Exercises to complete:
1/ From the article on the 25th anniversary of "The Goonies," list every actor it names.
2/ Continue the article on the 25th anniversary of "The Goonies," beginning after its final sentence.

Passage provided:
Since 1985, the Steven Spielberg-produced movie "The Goonies" has thrived as an enduring cult classic. To mark the 25th anniversary of the film, thousands of fans and original cast members, including Corey Feldman and Sean Astin, made the pilgrimage to Astoria, Oregon, where much of the film was shot, to celebrate the Goonies' never-say-die attitude.


In the movie, a group of misfit boys calling themselves the Goonies stumble upon a centuries-old map for pirate's treasure. A developer has nearly foreclosed their families' houses to expand his golf course, so the kids jump at the chance to save their homes. But they soon find out that the caverns containing the treasure are booby-trapped--and they're not the only hunters after the loot.


Fans who grew up adoring the lost-treasure quest were rewarded with some buried secrets about "The Goonies" during the weekend celebration. A 30-minute documentary about the cult classic revealed an alternate ending and the fact that Spielberg himself originally filmed a scene involving two escaped gorillas that steal a "red convertible and go tooling around town," according to the film's director, Richard Donner.


In that now-lost scene, the primates escape from a circus act when a police officer hears "frantic pounding and agonized screams" from the back of a van. Ripping open the door, the gorillas bowl over the cop and take off in the convertible of the preppy jock character (Steve Antin). Why was such a wild scene cut out? "I don't think the ape suits really worked," Donner admits. Considering the ape suits came from the justifiably forgotten movie "Greystoke: The Legend of Tarzan, Lord of the Apes," it's easy to see what he's talking about.


As for the alternate ending, the housekeeper finds the rubies in Mikey's jacket back in the family's laundry room instead of at Bodega Bay. Originally, the pirate ship remained buried under the rubble instead of magically sailing off into the horizon. (Mikey, by the way, was played by Sean Astin, who went on to greater stardom as Sam Gamgee in the "Lord of the Rings" films. Josh Brolin also made his film debut with "The Goonies.")


There's another deleted scene in which the Goonies face off against a rather unconvincing mechanical octopus. How did the kids beat the hungry squid? With the power of '80s music, of course! Data (Jonathan Ke Quon, who also played the boy in "Indiana Jones and the Temple of Doom") shoves his blaring Walkman into the octopus, exclaiming "giant sushi!" Naturally, the octopus swam away as fast as possible.

Raw records:
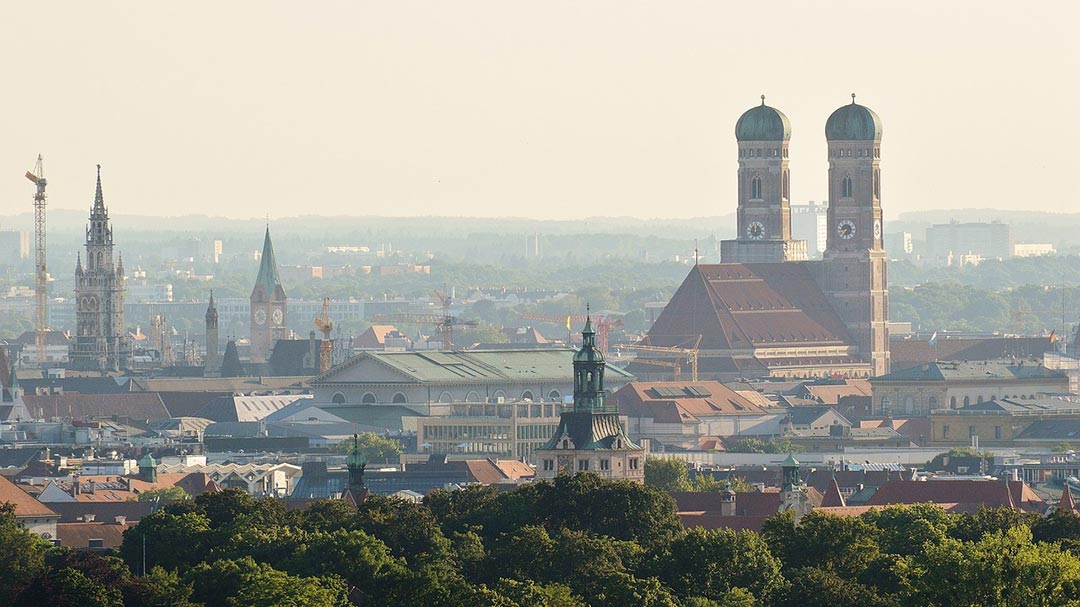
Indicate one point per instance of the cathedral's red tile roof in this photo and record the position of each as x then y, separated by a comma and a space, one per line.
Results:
738, 306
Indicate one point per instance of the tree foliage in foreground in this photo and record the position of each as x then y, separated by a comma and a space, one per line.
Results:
577, 541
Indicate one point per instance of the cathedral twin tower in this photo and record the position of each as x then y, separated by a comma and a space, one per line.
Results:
852, 272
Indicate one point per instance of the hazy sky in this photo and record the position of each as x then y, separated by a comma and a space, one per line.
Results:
548, 109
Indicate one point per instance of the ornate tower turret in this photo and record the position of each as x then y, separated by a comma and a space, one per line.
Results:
590, 436
212, 366
765, 212
100, 339
854, 259
268, 306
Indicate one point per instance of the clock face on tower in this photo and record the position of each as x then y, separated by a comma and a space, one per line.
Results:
846, 229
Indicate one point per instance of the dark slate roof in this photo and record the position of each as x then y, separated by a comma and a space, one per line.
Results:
763, 123
909, 352
853, 122
959, 371
294, 358
79, 385
1052, 430
590, 431
806, 416
139, 405
18, 457
739, 306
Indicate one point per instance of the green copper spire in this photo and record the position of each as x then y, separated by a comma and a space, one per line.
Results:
268, 278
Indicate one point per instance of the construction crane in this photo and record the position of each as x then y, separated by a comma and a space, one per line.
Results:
41, 277
602, 324
444, 322
324, 324
689, 353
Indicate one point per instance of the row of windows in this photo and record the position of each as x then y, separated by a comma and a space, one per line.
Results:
549, 464
972, 432
472, 396
854, 153
759, 152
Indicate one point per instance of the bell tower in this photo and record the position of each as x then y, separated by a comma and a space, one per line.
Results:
854, 262
268, 306
765, 213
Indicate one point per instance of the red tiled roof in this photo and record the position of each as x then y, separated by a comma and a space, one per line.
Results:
652, 399
988, 494
25, 504
736, 306
833, 497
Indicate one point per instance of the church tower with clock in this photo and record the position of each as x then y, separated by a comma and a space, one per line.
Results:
765, 212
590, 436
854, 264
269, 306
100, 341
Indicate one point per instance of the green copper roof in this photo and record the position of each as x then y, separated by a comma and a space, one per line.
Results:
268, 278
853, 123
763, 123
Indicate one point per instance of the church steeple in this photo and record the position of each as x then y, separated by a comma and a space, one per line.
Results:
268, 278
589, 365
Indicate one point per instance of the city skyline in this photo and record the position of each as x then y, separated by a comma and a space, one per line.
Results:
489, 110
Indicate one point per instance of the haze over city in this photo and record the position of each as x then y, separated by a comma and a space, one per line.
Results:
552, 110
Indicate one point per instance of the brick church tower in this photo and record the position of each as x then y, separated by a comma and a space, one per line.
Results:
853, 269
268, 306
765, 211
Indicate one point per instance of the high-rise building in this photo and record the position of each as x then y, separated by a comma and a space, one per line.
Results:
269, 306
100, 339
590, 437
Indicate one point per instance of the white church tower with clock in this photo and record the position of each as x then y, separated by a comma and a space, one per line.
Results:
269, 306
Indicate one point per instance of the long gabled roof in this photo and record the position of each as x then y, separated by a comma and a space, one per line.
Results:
980, 371
472, 365
742, 306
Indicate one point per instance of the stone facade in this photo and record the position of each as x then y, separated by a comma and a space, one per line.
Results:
100, 341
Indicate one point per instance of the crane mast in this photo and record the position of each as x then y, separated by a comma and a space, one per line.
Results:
41, 275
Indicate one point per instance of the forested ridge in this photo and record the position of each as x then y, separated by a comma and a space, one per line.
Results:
577, 541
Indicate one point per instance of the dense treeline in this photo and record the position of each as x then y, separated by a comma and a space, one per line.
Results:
578, 541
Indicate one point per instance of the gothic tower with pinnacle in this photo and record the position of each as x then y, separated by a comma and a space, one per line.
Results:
212, 365
100, 339
854, 264
764, 213
590, 436
268, 306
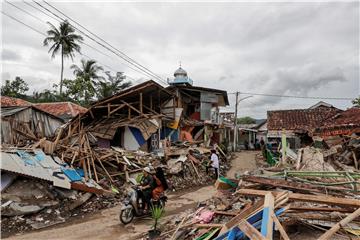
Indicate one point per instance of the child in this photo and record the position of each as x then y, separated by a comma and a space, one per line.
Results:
214, 163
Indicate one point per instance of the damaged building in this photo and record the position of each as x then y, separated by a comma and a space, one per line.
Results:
131, 119
21, 123
298, 124
196, 111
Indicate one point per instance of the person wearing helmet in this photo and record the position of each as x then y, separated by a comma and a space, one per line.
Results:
146, 183
160, 183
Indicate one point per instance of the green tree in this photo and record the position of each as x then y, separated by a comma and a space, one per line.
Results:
356, 102
15, 88
112, 85
87, 75
246, 120
64, 41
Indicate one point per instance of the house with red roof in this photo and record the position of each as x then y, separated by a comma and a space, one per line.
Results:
298, 124
12, 102
64, 110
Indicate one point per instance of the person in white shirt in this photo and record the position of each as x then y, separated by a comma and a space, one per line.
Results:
214, 163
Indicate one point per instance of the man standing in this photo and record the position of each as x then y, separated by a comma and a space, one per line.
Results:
214, 163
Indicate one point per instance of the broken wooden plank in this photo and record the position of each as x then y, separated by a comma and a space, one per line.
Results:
306, 197
280, 228
268, 211
250, 231
178, 227
327, 235
243, 214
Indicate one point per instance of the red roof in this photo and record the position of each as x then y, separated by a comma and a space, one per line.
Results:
300, 120
348, 119
10, 102
61, 109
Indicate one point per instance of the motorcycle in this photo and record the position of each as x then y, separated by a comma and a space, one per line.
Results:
133, 206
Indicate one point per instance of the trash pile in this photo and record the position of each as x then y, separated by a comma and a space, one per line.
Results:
317, 189
262, 206
40, 190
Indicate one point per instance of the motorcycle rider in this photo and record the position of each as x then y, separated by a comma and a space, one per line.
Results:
160, 184
146, 183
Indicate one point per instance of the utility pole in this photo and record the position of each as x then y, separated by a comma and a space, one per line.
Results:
235, 120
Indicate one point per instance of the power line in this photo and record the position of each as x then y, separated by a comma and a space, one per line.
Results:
42, 21
124, 56
24, 11
293, 96
147, 75
43, 34
101, 44
41, 11
15, 19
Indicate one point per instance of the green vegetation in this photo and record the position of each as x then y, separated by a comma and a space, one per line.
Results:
16, 88
91, 83
246, 120
356, 102
156, 213
64, 41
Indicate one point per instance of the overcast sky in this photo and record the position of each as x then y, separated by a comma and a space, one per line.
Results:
304, 49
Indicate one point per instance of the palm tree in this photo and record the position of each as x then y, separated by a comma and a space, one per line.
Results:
87, 75
112, 85
65, 41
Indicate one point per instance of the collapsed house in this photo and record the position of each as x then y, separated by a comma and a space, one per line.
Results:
131, 119
64, 110
21, 123
343, 123
12, 102
197, 111
297, 124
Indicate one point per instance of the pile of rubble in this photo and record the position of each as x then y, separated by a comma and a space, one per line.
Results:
40, 190
317, 190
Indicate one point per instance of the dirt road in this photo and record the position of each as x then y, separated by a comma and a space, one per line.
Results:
244, 161
106, 225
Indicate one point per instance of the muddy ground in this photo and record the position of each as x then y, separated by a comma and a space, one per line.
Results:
106, 224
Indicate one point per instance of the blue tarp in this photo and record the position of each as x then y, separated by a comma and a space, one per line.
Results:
72, 174
138, 135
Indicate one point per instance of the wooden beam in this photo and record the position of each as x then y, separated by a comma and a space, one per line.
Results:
91, 114
117, 109
141, 103
136, 110
280, 228
249, 209
327, 235
319, 209
267, 221
250, 231
306, 197
151, 106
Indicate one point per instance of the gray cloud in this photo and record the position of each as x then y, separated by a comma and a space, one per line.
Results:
306, 49
9, 55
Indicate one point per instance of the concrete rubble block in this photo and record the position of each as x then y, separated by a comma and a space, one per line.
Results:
15, 209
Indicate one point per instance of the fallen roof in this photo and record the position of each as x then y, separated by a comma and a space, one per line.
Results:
349, 118
299, 120
9, 111
39, 166
10, 101
202, 89
127, 94
61, 109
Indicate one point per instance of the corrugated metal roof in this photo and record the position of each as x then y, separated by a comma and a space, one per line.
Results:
37, 165
8, 111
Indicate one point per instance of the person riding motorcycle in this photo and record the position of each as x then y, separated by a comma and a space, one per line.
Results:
146, 187
160, 184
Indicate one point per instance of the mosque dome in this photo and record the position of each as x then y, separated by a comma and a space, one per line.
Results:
180, 72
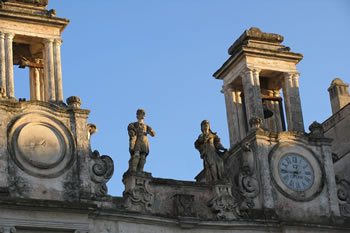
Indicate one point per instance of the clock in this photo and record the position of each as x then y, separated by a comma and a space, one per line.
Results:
40, 145
296, 171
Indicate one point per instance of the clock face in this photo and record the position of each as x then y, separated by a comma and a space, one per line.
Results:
296, 172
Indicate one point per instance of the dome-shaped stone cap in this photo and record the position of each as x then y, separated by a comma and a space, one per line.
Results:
337, 82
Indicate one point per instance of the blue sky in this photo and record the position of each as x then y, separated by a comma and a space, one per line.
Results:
160, 55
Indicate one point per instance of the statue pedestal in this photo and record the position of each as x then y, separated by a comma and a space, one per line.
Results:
137, 195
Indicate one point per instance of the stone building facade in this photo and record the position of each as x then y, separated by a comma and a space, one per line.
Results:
277, 177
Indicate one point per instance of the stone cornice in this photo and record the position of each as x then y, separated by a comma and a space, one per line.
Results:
35, 18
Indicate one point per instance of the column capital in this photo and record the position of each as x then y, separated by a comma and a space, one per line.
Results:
250, 70
10, 35
48, 40
58, 42
227, 88
291, 74
293, 78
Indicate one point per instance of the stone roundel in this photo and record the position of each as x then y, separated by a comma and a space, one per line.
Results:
41, 146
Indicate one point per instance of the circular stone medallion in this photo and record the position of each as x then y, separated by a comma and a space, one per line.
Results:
40, 145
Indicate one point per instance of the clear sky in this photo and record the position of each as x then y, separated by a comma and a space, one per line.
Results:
160, 55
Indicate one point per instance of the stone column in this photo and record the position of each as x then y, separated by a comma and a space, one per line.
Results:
58, 70
10, 87
42, 84
292, 102
230, 113
252, 94
277, 112
2, 62
35, 92
49, 71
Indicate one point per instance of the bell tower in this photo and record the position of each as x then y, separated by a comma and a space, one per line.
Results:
261, 81
45, 150
273, 162
30, 37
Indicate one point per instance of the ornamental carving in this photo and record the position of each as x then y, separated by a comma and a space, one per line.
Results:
137, 195
343, 193
247, 181
224, 204
33, 2
40, 145
184, 205
102, 169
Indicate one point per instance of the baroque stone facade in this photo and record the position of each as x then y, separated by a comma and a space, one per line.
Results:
275, 177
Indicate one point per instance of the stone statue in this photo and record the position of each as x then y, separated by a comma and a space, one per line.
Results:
138, 142
211, 150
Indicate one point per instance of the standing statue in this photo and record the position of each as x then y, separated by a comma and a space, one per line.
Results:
210, 148
138, 142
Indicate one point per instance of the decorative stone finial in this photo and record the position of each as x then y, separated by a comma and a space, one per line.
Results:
74, 102
92, 128
32, 2
316, 130
255, 122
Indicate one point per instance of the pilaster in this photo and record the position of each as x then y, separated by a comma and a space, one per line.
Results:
49, 71
252, 96
2, 63
10, 89
58, 70
292, 102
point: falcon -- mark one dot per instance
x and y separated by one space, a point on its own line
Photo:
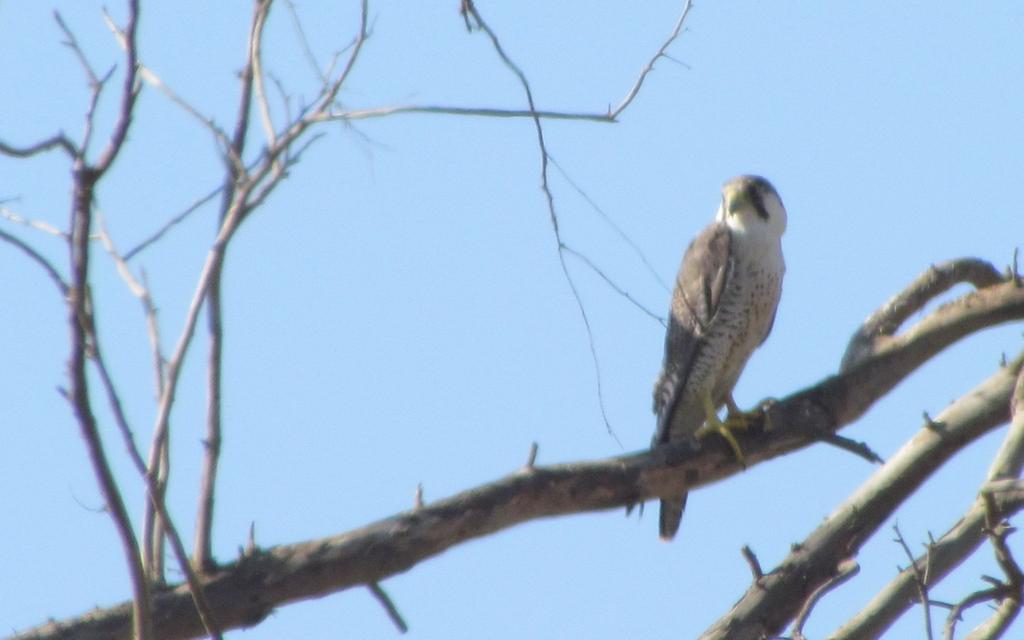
723 308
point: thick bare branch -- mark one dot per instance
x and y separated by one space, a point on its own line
960 542
937 280
242 593
765 610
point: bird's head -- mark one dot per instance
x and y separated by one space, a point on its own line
751 205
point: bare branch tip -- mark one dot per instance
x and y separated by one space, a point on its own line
531 458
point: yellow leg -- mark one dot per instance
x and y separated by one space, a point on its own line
714 424
739 419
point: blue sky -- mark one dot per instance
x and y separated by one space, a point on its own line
396 313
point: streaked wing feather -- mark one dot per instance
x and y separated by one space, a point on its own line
702 276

Task results:
1/ Corey Feldman, Sean Astin, Steve Antin, Josh Brolin, Jonathan Ke Quon

2/
In the documentary, Corey Feldman shared that the he actually met longtime friend Corey Haim through "The Goonies." In fact, both auditioned for the role of the lovably obnoxious Mouth. When Haim passed away at 38 this March, "Goonies" co-star Sean Astin called Feldman immediately. "Sean was the first one to call me when Corey Haim died," Feldman said. "We have that true friendship."


Haim and Feldman weren't the only ones who tried out for the role of Mouth. Jeff Cohen, the actor who played Chunk in the film, said he wanted the lead role, but the casting directors "said I sound like a Mouth, but I look like a Chunk. So I went back for a second time and learned the new lines." Cohen can't convincingly do the Truffle Shuffle any more, though--the 35-year-old entertainment lawyer has long since lost his baby fat. "Steven [spielberg] said I went from Chunk to Hunk," Cohen told People, "and I defer to his superior judgment."


For those who weren't able to make it to Astoria, you can hear the director's and cast's thoughts on the movie when it receives its Blu-ray release this November. But the Ultimate Collector's Edition of the adventure flick may not be the last trip you take to the Goon docks. In the documentary, Donner says a long-rumored sequel to the film is a definite thing and will involve as much of the old cast as possible. "It will happen," he assures fans. "We've been trying for a number of years."


And if a sequel isn't enough to satisfy you, you may be able to check out a musical adaptation on Broadway in a few years. "It'll be pure Goonies," Donner says, adding that he would love to see the actors who played the movie's criminal Fratelli brothers involved. "They sing beautifully," he insists. It sounds like Donner really is taking the Goonies mantra "never say die" to heart when it comes to the cult classic.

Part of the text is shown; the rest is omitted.